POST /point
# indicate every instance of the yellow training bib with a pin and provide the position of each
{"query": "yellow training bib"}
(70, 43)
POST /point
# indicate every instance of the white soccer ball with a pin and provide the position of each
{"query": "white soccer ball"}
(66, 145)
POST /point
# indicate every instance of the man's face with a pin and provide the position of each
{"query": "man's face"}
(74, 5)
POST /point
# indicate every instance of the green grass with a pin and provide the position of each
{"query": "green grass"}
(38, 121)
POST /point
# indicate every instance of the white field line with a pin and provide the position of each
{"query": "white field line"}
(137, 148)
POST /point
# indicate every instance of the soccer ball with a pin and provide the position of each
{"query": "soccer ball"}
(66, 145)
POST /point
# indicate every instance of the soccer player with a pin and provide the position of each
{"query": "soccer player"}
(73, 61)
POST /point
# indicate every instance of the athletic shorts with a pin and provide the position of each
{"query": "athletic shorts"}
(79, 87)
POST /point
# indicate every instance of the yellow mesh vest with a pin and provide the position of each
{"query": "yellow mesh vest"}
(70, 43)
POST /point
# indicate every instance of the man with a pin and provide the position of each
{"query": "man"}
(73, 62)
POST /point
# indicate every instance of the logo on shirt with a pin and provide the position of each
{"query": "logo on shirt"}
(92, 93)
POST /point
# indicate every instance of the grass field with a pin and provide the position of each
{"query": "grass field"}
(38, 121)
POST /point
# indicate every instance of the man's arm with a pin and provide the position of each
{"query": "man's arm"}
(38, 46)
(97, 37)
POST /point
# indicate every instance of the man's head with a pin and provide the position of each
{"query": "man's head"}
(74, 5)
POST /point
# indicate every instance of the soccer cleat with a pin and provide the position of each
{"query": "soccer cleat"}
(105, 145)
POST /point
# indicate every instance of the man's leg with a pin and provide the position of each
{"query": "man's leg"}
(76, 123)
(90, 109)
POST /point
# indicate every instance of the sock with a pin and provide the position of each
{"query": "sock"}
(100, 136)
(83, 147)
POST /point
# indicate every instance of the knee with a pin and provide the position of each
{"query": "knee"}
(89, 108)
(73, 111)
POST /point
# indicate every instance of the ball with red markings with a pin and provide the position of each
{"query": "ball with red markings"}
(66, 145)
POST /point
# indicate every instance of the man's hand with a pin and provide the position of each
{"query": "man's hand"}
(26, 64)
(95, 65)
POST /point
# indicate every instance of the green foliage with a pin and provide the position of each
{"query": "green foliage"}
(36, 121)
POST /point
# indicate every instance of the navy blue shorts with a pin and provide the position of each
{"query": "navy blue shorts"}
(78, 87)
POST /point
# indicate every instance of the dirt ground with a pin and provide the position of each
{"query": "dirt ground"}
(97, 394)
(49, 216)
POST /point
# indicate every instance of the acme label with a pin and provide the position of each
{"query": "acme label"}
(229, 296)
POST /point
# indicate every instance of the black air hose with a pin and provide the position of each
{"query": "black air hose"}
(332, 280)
------------------------------------------------
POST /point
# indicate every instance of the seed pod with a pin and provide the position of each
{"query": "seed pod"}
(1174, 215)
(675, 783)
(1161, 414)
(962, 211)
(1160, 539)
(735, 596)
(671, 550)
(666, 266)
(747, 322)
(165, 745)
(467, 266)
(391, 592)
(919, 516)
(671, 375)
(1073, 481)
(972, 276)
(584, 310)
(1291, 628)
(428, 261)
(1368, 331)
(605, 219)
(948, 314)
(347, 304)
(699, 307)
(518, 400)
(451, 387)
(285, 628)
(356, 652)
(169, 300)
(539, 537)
------------------------------------------------
*Task brief*. Pick out every line in the items above that contains the string "markings", treating uppercase and lowercase as different.

*Solution to this problem*.
# indicate every instance of the ball with red markings with a pin and provide the position of each
{"query": "ball with red markings"}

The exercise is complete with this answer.